-- TASK INPUT follows --
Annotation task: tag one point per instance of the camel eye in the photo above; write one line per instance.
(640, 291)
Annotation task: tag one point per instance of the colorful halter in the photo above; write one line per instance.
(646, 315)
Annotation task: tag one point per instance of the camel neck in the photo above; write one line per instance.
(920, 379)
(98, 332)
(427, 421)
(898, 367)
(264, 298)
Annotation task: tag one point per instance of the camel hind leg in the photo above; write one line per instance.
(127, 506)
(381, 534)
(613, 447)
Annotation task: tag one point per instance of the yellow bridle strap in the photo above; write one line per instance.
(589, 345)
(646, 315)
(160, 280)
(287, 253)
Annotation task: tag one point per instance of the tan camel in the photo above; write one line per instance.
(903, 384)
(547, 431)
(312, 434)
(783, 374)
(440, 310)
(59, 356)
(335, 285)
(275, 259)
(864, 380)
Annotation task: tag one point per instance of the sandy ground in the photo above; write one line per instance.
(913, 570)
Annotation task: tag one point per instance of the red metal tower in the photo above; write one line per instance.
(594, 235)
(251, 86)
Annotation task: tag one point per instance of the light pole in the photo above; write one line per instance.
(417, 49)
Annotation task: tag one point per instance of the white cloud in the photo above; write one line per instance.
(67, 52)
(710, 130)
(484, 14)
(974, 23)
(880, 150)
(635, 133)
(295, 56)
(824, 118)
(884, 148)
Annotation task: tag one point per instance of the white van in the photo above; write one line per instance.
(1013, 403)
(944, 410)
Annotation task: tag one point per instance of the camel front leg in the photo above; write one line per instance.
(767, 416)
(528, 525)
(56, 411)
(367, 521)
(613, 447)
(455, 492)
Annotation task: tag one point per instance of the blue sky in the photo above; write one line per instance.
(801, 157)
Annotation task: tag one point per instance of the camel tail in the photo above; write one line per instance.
-- TASK INPUT concluded --
§ ABOUT THIS TASK:
Nothing in the entries above should differ when you return them in full.

§ EXERCISE RESULT:
Annotation task: tag one point per instance of the camel eye in the photo above; write one line per instance.
(640, 291)
Annotation task: tag one point per instance of the colorful halter in the photo above; write one line per instance.
(646, 315)
Annotation task: tag one point per instance of the camel neck in the photo above; write one line per instance.
(920, 379)
(98, 332)
(427, 421)
(898, 367)
(264, 298)
Annotation task: tag one point per instance of the camel hind leg in the photo above; write one line per instance.
(127, 506)
(381, 534)
(613, 447)
Annotation task: tag one point per instance of the yellow bridle strap in the photo above; write one line per instance.
(589, 345)
(646, 315)
(160, 280)
(287, 253)
Annotation task: tag one point per instance of the tan camel in the photo above; write one line per instance.
(903, 384)
(547, 431)
(312, 434)
(783, 374)
(440, 310)
(59, 356)
(335, 285)
(275, 259)
(864, 380)
Annotation task: tag one point per instance of the sandy ground in the photo above; write one line per instance.
(913, 570)
Annotation task: tag one point per instance of the red metal tower in the photo above; write one line per instance.
(594, 235)
(251, 86)
Annotation task: tag one point per instance of the light pole in the photo above; write one line per instance.
(417, 49)
Annotation task: tag one point per instance of the white cloud in the photo above; write one line per instance.
(67, 52)
(710, 130)
(484, 14)
(974, 23)
(880, 150)
(635, 133)
(295, 56)
(824, 118)
(884, 148)
Annotation task: tag one point per instance of the white van in the photo above; write one line per instance.
(1013, 403)
(944, 410)
Annotation task: tag one point per instance of the camel front leg in the photo above; write one line per instance.
(767, 416)
(528, 525)
(56, 411)
(367, 521)
(613, 447)
(455, 492)
Annotation task: tag one point per instance of the blue sky in the photo above; write one line per instance.
(801, 157)
Annotation task: tag one point per instance of the camel tail in the photo above; write one line per instance.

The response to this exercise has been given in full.